_Exercise brief_:
Could you please reproduce all the records below exactly, leaving out the images?

Dataset entries:
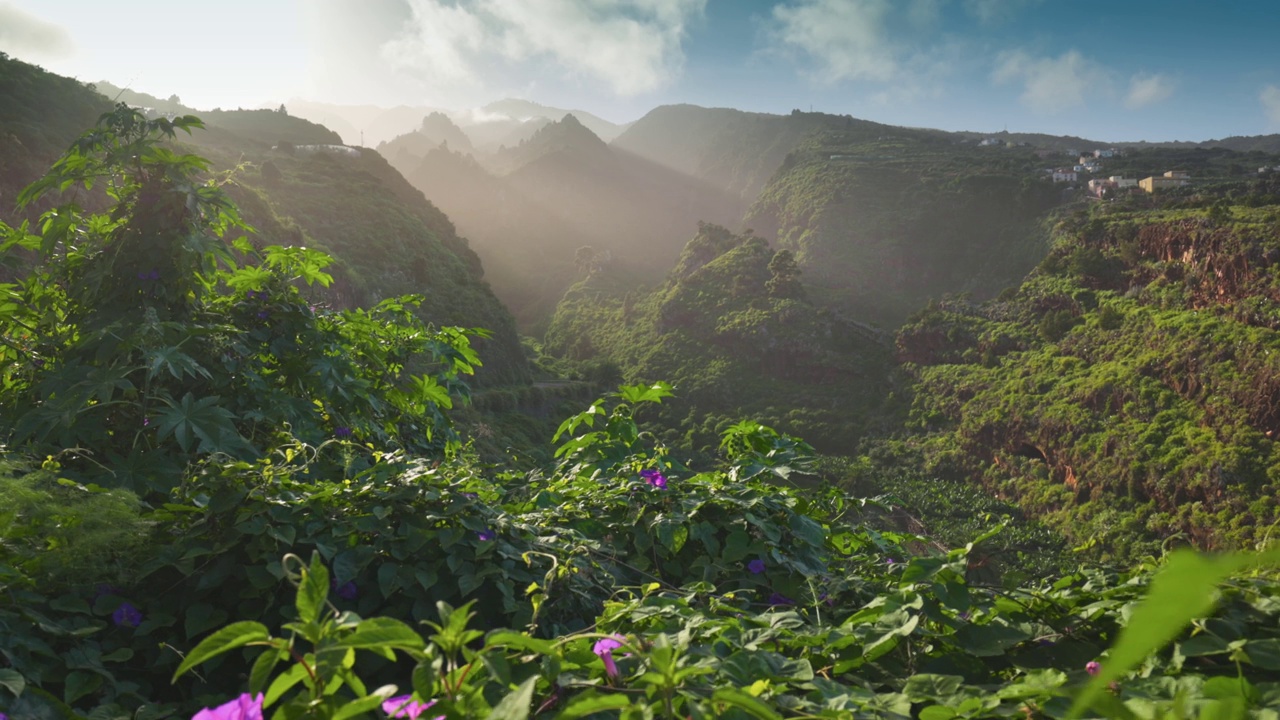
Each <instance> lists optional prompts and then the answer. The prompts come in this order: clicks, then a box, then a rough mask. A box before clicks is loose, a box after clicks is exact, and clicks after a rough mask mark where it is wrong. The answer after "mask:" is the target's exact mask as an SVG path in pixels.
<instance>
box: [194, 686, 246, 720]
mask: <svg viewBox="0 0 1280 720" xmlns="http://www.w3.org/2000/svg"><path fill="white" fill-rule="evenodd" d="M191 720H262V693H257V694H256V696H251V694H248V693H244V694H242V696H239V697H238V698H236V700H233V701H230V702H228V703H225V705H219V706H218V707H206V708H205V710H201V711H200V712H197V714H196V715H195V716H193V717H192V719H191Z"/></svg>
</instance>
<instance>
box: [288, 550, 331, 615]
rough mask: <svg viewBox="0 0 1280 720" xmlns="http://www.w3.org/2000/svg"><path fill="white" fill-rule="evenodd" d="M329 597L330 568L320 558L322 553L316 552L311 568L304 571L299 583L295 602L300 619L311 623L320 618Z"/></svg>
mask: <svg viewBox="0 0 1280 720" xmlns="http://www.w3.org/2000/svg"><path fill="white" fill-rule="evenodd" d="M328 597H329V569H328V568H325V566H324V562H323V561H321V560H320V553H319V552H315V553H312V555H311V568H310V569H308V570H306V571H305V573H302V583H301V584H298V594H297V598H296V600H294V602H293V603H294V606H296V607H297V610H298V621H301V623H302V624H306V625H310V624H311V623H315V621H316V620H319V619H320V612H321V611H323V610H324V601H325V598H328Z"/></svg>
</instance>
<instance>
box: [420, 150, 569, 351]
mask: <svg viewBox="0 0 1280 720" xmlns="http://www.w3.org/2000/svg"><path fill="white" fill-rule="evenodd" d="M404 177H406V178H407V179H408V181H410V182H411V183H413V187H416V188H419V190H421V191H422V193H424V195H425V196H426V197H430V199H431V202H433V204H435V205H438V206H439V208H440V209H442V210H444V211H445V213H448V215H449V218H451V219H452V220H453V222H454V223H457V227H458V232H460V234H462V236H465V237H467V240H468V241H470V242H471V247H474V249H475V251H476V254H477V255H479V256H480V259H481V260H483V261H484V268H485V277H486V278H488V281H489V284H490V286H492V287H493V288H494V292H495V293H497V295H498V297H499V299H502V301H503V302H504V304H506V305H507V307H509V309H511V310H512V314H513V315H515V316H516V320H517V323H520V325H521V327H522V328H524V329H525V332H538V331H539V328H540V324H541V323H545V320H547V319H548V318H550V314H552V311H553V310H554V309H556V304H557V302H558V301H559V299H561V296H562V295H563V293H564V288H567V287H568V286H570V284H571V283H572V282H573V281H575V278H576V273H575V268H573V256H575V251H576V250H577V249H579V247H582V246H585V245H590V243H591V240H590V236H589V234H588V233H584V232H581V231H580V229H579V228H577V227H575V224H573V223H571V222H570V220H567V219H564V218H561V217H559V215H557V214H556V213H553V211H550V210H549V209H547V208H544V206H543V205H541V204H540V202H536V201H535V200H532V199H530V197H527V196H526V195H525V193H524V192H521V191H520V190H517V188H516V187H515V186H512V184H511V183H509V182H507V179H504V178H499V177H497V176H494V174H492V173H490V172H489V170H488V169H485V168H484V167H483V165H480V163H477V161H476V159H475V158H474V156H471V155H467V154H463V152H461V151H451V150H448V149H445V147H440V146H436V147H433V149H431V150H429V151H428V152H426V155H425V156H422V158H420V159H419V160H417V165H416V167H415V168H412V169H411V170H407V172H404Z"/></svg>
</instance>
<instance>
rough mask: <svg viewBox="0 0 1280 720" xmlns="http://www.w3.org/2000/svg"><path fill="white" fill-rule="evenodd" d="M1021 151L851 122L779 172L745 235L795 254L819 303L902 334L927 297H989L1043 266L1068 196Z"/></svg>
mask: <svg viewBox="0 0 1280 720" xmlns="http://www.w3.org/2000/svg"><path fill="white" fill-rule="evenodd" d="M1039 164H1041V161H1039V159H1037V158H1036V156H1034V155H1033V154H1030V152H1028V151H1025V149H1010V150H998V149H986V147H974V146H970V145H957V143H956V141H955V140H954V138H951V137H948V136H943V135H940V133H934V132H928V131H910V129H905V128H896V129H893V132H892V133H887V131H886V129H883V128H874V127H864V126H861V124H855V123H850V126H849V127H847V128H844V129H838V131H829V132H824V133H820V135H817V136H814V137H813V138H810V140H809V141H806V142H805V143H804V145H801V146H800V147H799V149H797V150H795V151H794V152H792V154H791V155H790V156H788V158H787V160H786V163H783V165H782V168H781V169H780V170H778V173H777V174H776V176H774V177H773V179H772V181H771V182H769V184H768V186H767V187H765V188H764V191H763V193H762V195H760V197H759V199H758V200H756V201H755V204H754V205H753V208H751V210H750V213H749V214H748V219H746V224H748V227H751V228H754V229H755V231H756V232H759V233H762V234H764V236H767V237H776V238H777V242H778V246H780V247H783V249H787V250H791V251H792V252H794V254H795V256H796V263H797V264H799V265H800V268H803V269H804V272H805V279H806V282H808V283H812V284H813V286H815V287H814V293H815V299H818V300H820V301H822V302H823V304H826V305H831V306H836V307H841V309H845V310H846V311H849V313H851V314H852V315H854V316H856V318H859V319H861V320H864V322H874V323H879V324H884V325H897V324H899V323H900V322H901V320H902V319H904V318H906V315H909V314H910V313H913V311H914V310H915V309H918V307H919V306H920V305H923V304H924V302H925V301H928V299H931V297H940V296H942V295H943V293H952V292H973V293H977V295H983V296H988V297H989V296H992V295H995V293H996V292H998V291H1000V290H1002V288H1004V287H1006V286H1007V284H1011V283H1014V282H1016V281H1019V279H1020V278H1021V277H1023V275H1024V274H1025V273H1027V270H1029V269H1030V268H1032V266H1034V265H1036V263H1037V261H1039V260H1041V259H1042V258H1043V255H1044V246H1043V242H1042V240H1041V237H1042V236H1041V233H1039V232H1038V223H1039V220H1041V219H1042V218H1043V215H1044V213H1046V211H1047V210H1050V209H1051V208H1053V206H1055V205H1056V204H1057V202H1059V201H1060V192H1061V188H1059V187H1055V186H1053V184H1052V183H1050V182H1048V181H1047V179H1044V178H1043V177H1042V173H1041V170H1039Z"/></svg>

_Completed exercise_:
Each <instance> lists optional prompts and then the answer. The prompts come in this order: clicks, then a box, then a rough mask. A box before clicks is loose, a box after clicks is exact, and clicks after a rough mask mark where it is wrong. The answer after "mask:" is the target's exact mask as an SVG path in pixels.
<instance>
box: [194, 686, 246, 720]
mask: <svg viewBox="0 0 1280 720" xmlns="http://www.w3.org/2000/svg"><path fill="white" fill-rule="evenodd" d="M191 720H262V693H257V694H256V696H251V694H248V693H244V694H242V696H239V697H238V698H236V700H233V701H230V702H228V703H225V705H219V706H218V707H206V708H205V710H201V711H200V712H197V714H196V715H195V716H193V717H192V719H191Z"/></svg>
</instance>
<instance>
box: [288, 550, 331, 615]
rough mask: <svg viewBox="0 0 1280 720" xmlns="http://www.w3.org/2000/svg"><path fill="white" fill-rule="evenodd" d="M329 597L330 568L320 558L322 553L316 552L311 568L304 571L299 583L295 602L300 619L311 623L320 618Z"/></svg>
mask: <svg viewBox="0 0 1280 720" xmlns="http://www.w3.org/2000/svg"><path fill="white" fill-rule="evenodd" d="M328 597H329V569H328V568H325V566H324V562H323V561H321V560H320V553H319V552H315V553H312V555H311V568H310V569H308V570H306V571H305V573H302V583H301V584H298V594H297V598H296V600H294V602H293V603H294V606H296V607H297V610H298V621H301V623H302V624H306V625H310V624H311V623H315V621H316V620H319V619H320V612H321V611H323V610H324V601H325V598H328Z"/></svg>
</instance>
<instance>
box: [420, 150, 569, 351]
mask: <svg viewBox="0 0 1280 720" xmlns="http://www.w3.org/2000/svg"><path fill="white" fill-rule="evenodd" d="M404 177H406V178H407V179H408V181H410V182H411V183H413V187H416V188H419V190H421V191H422V193H424V195H425V196H426V197H430V199H431V202H433V204H435V205H438V206H439V208H440V209H442V210H444V211H445V213H448V215H449V218H451V219H452V220H453V222H454V223H457V227H458V232H460V234H462V236H465V237H467V240H468V241H470V242H471V247H474V249H475V251H476V254H477V255H479V256H480V259H481V260H483V261H484V268H485V277H486V278H488V281H489V284H490V286H492V287H493V288H494V292H495V293H497V295H498V297H499V299H502V301H503V302H504V304H506V305H507V307H509V309H511V310H512V314H513V315H515V316H516V320H517V323H520V325H521V327H522V328H524V329H525V332H538V331H539V328H540V324H541V323H545V320H547V319H548V318H550V314H552V311H553V310H554V309H556V304H557V302H558V301H559V299H561V296H562V295H563V293H564V288H567V287H568V286H570V284H571V283H572V282H573V281H575V278H576V273H575V268H573V256H575V251H576V250H577V249H579V247H582V246H585V245H590V243H591V240H590V236H589V234H588V233H584V232H581V231H580V229H579V228H577V227H575V224H573V223H571V222H570V220H567V219H564V218H561V217H559V215H557V214H556V213H553V211H550V210H549V209H547V208H544V206H543V205H541V204H540V202H536V201H535V200H532V199H530V197H527V196H526V195H525V193H524V192H521V191H520V190H517V188H516V187H515V186H512V184H511V183H509V182H507V179H504V178H499V177H497V176H494V174H492V173H490V172H489V170H488V169H485V168H484V167H483V165H480V163H477V161H476V159H475V158H474V156H471V155H467V154H463V152H461V151H451V150H448V149H445V147H440V146H436V147H433V149H431V150H429V151H428V152H426V155H425V156H422V158H420V159H419V160H417V165H416V167H415V168H412V169H411V170H407V172H404Z"/></svg>
</instance>
<instance>
rough mask: <svg viewBox="0 0 1280 720" xmlns="http://www.w3.org/2000/svg"><path fill="white" fill-rule="evenodd" d="M1021 151L851 122L779 172L745 235L795 254L819 303L902 334L927 297H989L1043 266L1068 196Z"/></svg>
mask: <svg viewBox="0 0 1280 720" xmlns="http://www.w3.org/2000/svg"><path fill="white" fill-rule="evenodd" d="M1039 164H1041V161H1039V159H1037V158H1036V156H1034V155H1033V154H1030V152H1028V151H1025V149H1010V150H998V149H986V147H974V146H970V145H957V143H956V141H955V140H954V138H951V137H948V136H943V135H940V133H934V132H928V131H910V129H905V128H896V129H893V132H892V133H887V131H886V129H883V128H874V127H864V126H861V124H855V123H850V126H849V127H847V128H844V129H838V131H829V132H824V133H820V135H817V136H814V137H813V138H810V140H809V141H806V142H805V143H804V145H801V146H800V147H799V149H797V150H795V151H794V152H792V154H791V155H790V156H788V158H787V160H786V163H783V165H782V168H781V169H780V170H778V173H777V174H776V176H774V177H773V179H772V181H771V182H769V184H768V186H767V187H765V188H764V191H763V193H762V195H760V197H759V199H758V200H756V201H755V204H754V205H753V208H751V210H750V213H749V214H748V219H746V224H748V227H751V228H754V229H755V231H756V232H759V233H762V234H764V236H767V237H776V238H777V242H778V246H780V247H783V249H787V250H791V251H792V252H794V254H795V256H796V263H797V264H799V265H800V268H803V269H804V272H805V279H806V282H808V283H812V284H813V286H815V287H814V293H815V299H818V300H820V301H822V302H823V304H826V305H831V306H836V307H841V309H845V310H846V311H849V313H851V314H852V315H854V316H856V318H859V319H861V320H864V322H874V323H879V324H884V325H897V324H899V323H900V322H901V320H902V319H904V318H906V315H909V314H910V313H913V311H914V310H915V309H918V307H919V306H920V305H923V304H924V302H925V301H928V299H931V297H940V296H942V295H943V293H952V292H973V293H977V295H983V296H988V297H989V296H992V295H995V293H996V292H998V291H1000V290H1002V288H1004V287H1006V286H1007V284H1011V283H1014V282H1016V281H1019V279H1020V278H1021V277H1023V275H1024V274H1025V273H1027V270H1029V269H1030V268H1032V266H1034V265H1036V263H1037V261H1039V260H1041V259H1042V258H1043V255H1044V246H1043V242H1042V240H1041V237H1042V236H1041V233H1039V232H1038V223H1039V220H1041V219H1042V218H1043V215H1044V213H1046V211H1047V210H1050V209H1051V208H1053V206H1055V205H1056V204H1057V202H1059V201H1060V192H1061V188H1059V187H1055V186H1053V184H1052V183H1050V182H1048V181H1047V179H1044V178H1043V177H1042V173H1041V170H1039Z"/></svg>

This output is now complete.